- Aim of the exercise: Give back only the lines in the records below from the one with "Pick out the person's arm." to the one with "Pick out the reflection", both inclusive, word for word.

Dataset entries
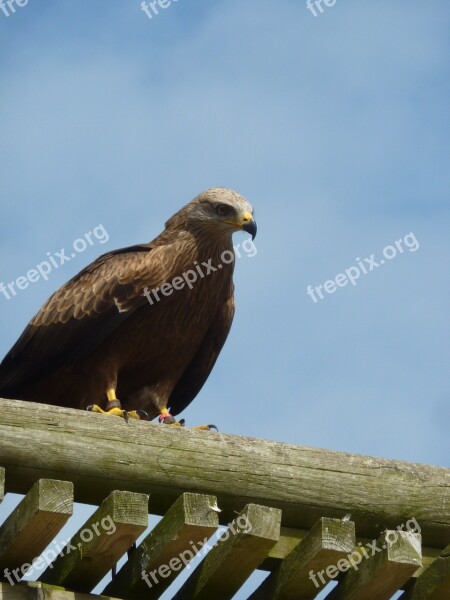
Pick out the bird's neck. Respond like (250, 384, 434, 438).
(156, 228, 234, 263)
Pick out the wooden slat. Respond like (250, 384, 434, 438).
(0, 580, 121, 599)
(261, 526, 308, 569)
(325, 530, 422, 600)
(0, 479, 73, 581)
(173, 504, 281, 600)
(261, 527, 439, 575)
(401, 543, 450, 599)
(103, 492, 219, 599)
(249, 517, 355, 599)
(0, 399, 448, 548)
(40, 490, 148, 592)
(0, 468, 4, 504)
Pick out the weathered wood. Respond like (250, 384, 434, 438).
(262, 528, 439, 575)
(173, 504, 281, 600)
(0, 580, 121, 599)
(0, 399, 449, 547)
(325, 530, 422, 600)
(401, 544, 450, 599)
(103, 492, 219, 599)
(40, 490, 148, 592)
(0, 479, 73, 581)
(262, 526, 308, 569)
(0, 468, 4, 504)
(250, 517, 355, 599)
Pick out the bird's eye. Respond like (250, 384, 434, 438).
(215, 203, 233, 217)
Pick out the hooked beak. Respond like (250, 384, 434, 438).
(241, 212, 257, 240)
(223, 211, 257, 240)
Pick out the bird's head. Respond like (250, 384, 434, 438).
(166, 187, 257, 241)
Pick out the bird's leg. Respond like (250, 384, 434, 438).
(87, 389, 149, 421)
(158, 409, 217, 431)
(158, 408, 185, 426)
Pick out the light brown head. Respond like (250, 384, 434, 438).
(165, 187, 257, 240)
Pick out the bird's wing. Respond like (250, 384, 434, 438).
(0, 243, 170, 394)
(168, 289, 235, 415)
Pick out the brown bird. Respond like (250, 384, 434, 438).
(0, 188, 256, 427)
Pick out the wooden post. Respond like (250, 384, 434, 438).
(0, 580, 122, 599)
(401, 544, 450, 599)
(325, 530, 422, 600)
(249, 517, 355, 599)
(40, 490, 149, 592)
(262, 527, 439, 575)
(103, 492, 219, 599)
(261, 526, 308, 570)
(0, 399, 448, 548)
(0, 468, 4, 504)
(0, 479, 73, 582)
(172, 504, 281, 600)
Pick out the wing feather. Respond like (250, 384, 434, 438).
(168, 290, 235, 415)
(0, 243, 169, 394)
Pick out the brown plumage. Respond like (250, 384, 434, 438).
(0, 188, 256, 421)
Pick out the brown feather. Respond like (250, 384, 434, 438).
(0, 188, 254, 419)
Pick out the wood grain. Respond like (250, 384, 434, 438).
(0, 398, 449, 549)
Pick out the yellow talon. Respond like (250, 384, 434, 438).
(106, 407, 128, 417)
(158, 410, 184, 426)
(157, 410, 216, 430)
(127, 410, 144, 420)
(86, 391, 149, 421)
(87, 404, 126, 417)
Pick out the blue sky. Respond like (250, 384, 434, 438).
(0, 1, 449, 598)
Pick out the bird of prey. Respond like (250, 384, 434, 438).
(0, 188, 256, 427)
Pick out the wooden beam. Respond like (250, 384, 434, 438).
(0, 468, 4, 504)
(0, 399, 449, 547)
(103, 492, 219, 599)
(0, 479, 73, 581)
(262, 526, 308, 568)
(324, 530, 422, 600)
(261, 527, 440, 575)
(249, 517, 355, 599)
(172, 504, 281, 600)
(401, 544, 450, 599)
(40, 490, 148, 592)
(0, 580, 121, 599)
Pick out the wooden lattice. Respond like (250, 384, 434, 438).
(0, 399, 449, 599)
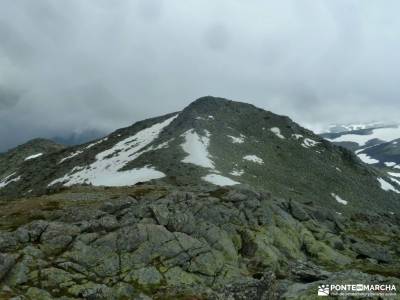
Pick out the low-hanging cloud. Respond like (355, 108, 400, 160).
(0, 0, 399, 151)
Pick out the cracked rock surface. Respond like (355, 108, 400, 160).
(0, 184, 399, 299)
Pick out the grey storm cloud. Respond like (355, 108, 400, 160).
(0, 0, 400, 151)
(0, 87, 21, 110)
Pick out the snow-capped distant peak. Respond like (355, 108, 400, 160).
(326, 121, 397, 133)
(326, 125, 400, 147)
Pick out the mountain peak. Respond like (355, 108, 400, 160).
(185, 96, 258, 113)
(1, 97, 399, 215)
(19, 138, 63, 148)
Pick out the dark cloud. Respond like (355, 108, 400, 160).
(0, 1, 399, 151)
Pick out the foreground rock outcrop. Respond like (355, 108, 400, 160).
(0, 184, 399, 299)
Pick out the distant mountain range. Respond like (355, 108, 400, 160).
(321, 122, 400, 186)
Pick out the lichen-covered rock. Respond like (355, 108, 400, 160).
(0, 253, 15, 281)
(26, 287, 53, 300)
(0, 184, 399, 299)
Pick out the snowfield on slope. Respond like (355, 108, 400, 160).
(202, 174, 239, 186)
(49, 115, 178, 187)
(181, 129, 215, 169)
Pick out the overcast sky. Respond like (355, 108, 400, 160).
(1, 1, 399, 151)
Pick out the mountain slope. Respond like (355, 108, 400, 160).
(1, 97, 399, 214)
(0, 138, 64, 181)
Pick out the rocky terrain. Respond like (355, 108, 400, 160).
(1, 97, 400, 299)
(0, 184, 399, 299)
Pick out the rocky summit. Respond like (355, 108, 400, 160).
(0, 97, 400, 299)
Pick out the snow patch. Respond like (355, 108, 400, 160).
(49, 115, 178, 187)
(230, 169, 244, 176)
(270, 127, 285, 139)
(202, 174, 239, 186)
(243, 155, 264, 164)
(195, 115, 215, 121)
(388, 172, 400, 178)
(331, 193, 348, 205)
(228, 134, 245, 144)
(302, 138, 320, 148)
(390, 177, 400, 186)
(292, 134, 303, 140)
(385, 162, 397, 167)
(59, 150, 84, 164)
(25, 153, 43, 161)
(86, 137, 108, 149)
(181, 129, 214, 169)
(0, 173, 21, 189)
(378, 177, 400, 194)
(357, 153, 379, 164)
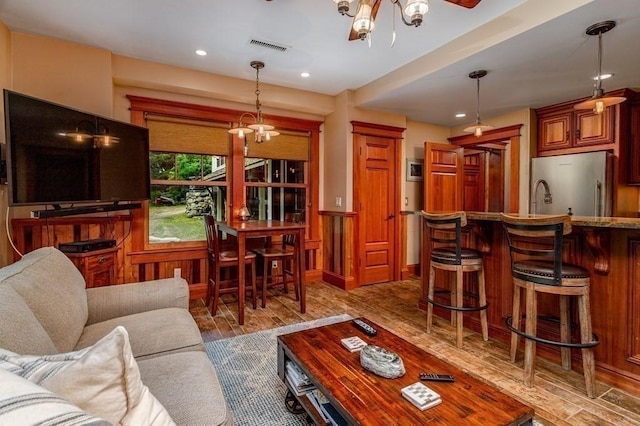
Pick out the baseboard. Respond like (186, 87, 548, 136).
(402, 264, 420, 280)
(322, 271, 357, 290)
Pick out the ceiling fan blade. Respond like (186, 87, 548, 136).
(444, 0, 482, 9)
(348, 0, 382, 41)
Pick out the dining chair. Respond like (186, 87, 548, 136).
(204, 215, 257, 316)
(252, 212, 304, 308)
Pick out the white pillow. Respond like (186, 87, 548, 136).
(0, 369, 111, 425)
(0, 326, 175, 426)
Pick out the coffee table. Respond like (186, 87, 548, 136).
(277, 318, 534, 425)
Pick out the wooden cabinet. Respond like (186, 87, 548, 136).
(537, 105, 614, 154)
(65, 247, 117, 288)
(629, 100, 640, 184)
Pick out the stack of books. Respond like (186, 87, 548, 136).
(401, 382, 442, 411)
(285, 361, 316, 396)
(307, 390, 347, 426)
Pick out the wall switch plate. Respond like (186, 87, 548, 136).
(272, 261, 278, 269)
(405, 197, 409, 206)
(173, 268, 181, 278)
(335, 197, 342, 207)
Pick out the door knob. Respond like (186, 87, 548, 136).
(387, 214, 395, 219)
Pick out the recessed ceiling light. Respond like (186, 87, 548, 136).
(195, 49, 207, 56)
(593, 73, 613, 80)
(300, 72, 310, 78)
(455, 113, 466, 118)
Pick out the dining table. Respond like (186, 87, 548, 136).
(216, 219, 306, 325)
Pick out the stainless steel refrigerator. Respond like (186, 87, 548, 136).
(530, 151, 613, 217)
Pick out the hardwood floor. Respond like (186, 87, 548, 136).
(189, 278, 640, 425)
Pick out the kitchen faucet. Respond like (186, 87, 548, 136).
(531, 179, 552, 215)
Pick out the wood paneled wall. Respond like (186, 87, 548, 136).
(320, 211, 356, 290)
--
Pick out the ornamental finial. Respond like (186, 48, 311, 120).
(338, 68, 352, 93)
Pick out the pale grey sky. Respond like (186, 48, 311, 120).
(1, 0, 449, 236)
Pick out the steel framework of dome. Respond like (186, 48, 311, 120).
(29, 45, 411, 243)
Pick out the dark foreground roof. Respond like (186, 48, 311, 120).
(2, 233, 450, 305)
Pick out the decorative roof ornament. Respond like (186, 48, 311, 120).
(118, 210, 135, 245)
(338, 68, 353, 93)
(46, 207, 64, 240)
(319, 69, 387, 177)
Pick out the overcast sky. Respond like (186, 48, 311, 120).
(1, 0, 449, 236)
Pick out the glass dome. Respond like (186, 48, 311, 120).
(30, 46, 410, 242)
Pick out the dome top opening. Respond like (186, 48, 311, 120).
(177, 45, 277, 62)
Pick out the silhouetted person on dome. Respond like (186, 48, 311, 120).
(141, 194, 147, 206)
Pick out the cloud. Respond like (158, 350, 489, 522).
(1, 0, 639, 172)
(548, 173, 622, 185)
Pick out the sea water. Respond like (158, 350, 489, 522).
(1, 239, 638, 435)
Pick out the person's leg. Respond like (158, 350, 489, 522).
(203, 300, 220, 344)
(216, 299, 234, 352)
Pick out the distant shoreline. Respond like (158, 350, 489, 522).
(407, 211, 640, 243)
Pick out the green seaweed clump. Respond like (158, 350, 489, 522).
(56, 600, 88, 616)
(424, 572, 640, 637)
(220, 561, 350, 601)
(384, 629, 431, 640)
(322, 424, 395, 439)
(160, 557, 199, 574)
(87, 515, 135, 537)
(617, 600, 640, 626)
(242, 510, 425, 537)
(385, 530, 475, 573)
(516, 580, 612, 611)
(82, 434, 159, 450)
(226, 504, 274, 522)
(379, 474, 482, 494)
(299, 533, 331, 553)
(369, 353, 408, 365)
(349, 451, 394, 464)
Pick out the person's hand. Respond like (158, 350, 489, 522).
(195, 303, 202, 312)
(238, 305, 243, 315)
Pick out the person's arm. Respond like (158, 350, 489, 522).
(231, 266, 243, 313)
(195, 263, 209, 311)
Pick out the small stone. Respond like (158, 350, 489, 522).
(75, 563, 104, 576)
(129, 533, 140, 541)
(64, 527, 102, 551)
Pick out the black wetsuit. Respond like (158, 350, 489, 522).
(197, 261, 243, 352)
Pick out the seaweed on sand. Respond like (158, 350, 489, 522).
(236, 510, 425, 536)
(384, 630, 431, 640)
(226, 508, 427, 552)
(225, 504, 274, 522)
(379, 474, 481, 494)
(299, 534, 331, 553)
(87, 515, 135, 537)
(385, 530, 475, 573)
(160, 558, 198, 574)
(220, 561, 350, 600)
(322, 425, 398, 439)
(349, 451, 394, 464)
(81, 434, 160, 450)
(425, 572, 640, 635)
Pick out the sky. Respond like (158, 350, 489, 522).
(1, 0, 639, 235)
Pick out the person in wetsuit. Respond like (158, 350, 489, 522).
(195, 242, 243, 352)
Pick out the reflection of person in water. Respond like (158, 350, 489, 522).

- Written solution:
Pick out the person's arm. Respond like (158, 350, 489, 522).
(231, 266, 243, 313)
(195, 263, 209, 311)
Pick out the small stone. Respond like (158, 350, 489, 522).
(75, 563, 104, 576)
(129, 533, 140, 541)
(64, 527, 102, 551)
Pick out the black wetsuit. Respond like (158, 350, 489, 522).
(197, 261, 243, 352)
Pick out the seaweed on sand. Respond like (158, 350, 489, 522).
(236, 510, 425, 536)
(384, 630, 431, 640)
(226, 508, 427, 552)
(225, 504, 274, 522)
(379, 474, 481, 494)
(299, 534, 331, 553)
(87, 515, 135, 537)
(385, 530, 475, 573)
(160, 558, 198, 574)
(220, 561, 350, 600)
(322, 425, 398, 439)
(349, 451, 394, 464)
(81, 434, 160, 450)
(425, 572, 640, 635)
Pick out the sky. Respond like (158, 350, 489, 522).
(1, 0, 639, 235)
Pick out the person in wetsuit. Respond like (158, 350, 489, 522).
(195, 242, 243, 352)
Pick out the reflection of person in water. Respond like (158, 350, 489, 522).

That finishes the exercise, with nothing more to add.